** Start of PASSAGE PROVIDED **

Gary WunderThroughout the years the Braille Monitor has featured articles about using human readers. Sometimes we have covered the struggle to be permitted to use them; at other times our emphasis has been on how to hire, fire, and manage them. In this piece I don't intend to cover either of these topics but to deal with issues I hear discussed frequently these days: when to hire a live reader; whether it is ever appropriate given the demand that information be made accessible; whether a college or university has an obligation to provide one; and whether a human being is ever as efficient as using a computerized device of one’s choosing. Some argue these issues with passion: Technology can never do what a good reader can. Accept the fact that you live in a sighted world and hire help. Others argue with equal vehemence that in the twenty-first century there should be no need to hire someone to read aloud, that hiring people is impractical and undesirable given the electronic gadgetry we have these days, and that to continue to use readers keeps us from pressing hard to gain true accessibility.

When I think about information, my starting point is the premise that sighted people always have more of it than blind people, that in order to compete we must avail ourselves of as many resources as we can, and that, when given a choice, we must decide which technique gets us what we need most efficiently. I try to avoid the trap of deciding which method for getting information is the best and directing all my efforts to getting it in that way. Instead I consider getting information in the same way I look at other challenges, admit there is usually more than one way to meet them, and then figure out which works best for what I need.

If I want to create a program that will rely on writing precise syntax, I would rather do it without the intervention of someone who knows nothing about programming. A computer and a screen-reader give me immediate control and let me test my program again and again. The first time I tried programming back in 1975, I felt very removed from the process because we used punch cards to type information into the machine and bulky printers to see what the computer said by way of reply. Most of my initial programs would generate page upon page of output, usually conveying to me in some cryptic code what I had done that would keep my program from running. I remember being glad to finish my first class and thinking I would not willingly try another--the process seemed too remote, and I felt too dependent on the skill of someone else to find the right keys on the keypunch machine, make certain my cards were in order, feed them into the card reader, and scan my voluminous printouts for errors or the occasional success I could show to the professor. Though the live reader was not ideal and might not have been workable in getting and holding a job, two of them did help me learn what I needed in order to pass my first computer class, and that eventually led to rewarding employment.

Luckily for my career a computer terminal and an Optacon dramatically reduced my need for a live reader and increased my interest in experimenting and learning to love the challenge of programming. When I got a Braille terminal, I needed a reader only for computer magazines, internal mail, and error messages which, at the time, were contained in large manuals that would have taken a lot of time and money to Braille and store.

With the Braille terminal I could work on a problem as long as I had the energy and was therefore no longer confined to the two-hour session I had scheduled with my computer science reader. Using technology when I could and readers when necessary led me to a thirty-one-year career and a very nice living. I think about this experience when I hear students say they are not going to take a class because they can't think of a way to make it accessible. Mention using a reader, and they are shocked. They are quick to quote the law, their right to independent access, and the responsibility of the university and the rehabilitation agency to make it happen. Some institutions of higher learning and some rehabilitation agencies also recoil at the idea of hiring readers, preferring to believe that any print a student needs must be available somewhere. This is far from what we find, and a bit of assertiveness usually results in readers’ being made available.

** End of PASSAGE PROVIDED **
** Start of RECORD EXTRACTS **

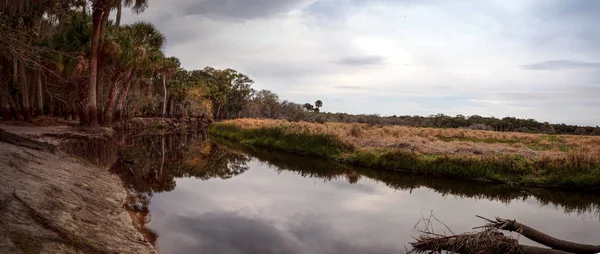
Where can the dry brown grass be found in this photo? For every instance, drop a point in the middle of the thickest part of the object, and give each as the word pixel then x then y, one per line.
pixel 445 141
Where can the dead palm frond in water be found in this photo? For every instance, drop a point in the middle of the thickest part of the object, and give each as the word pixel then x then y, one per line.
pixel 491 239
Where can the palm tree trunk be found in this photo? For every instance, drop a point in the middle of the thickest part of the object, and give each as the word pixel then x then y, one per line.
pixel 100 98
pixel 81 109
pixel 40 93
pixel 93 79
pixel 119 12
pixel 165 95
pixel 5 102
pixel 24 90
pixel 123 97
pixel 32 91
pixel 111 101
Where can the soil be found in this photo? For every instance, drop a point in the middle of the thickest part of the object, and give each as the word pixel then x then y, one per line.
pixel 53 202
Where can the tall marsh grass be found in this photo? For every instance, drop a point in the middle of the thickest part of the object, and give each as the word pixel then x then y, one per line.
pixel 532 159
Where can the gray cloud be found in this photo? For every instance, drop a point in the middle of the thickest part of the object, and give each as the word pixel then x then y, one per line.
pixel 562 64
pixel 351 87
pixel 361 60
pixel 567 25
pixel 239 9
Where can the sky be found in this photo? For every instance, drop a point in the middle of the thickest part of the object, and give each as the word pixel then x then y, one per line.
pixel 525 58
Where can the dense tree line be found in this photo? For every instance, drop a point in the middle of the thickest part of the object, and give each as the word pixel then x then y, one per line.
pixel 67 58
pixel 266 104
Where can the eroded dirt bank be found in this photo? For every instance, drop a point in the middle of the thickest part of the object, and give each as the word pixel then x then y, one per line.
pixel 52 202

** End of RECORD EXTRACTS **

* EXERCISE 1: In the article on using human readers, what year did the writer first try programming?
* EXERCISE 2: Sum up the article on using human readers in two sentences.
* EXERCISE 3: Carry on with the article on using human readers from the point where it stops.

* TASK RESULT 1: 1975.

* TASK RESULT 2: The writer takes up the debate over whether blind people should still hire live readers when technology can make information accessible, and argues for using whichever method gets the needed information most efficiently. Drawing on a programming career that began with punch cards and live readers and later moved to a Braille terminal, the writer says that combining technology with readers when necessary led to a thirty-one-year career, and that students who refuse readers are passing up a useful resource.

* TASK RESULT 3:
Without arguing much about how things ought to be, I always want to make the case for how they actually are and how much better to change the system from within than to be kept out by it. I want to tell students that my observation about successful blind people is that they are flexible, innovative, and able to use many different techniques to accomplish their tasks, whether that be reading, transportation, or other challenges generally accomplished using vision.

I submit that nothing is more efficient than hiring a reader when going through a stack of mail. If I need to write a check, the person who reads can help to complete it. If I find a form to review and return, nothing is faster than a human to review and make needed changes. My reader sessions not only include paying bills, I get handwritten correspondence from loved ones. They know I can't see, but they write in the only way they know how, with a pen and paper. I file receipts, fill out warranty cards for new purchases, and change the thermostat when we want air conditioning instead of heat or when Daylight Savings Time requires a twice yearly adjustment of the time.

Some things I have a reader sort will not be read in the session. Big materials get scanned. Advertisements get tossed. Solicitations get considered and then are paid or discarded. My use of live readers has been reduced to about half of what it was ten years ago. The scanner and software I use for reading handles most things that go beyond a page, including material I consider for the Braille Monitor. Information I want to keep or distribute is also scanned. Things I once paid with a check can often be paid using online company sites or a wonderful system called Bill Pay that will allow me to pay big companies electronically or pay small businesses or individuals by check. Much of the mail I once received came in print through the postal service. Much of it today comes through email. Occasionally material that comes electronically must be printed, and someone with sight must interpret the tables and charts, but my use of a live reader has dropped from three or four times a week to once or twice.

Some people reject live readers, and some reject technology. The latter regard computers as confusers, and, though they may use them, it is always through another person. They read email with a human reader and write it the same way. The freedom to work at 1:00 in the morning when sleep won't come isn't a possibility; neither is the ability to read the thousands of books from Bookshare, Project Gutenberg, WebBraille, or the increasing number of online bookstores that make their titles available electronically. For some the change brings fear; others contend they are too old to change; still others say that, as long as their way works for them, there’s no need for them to bother to learn new ways of reading and writing.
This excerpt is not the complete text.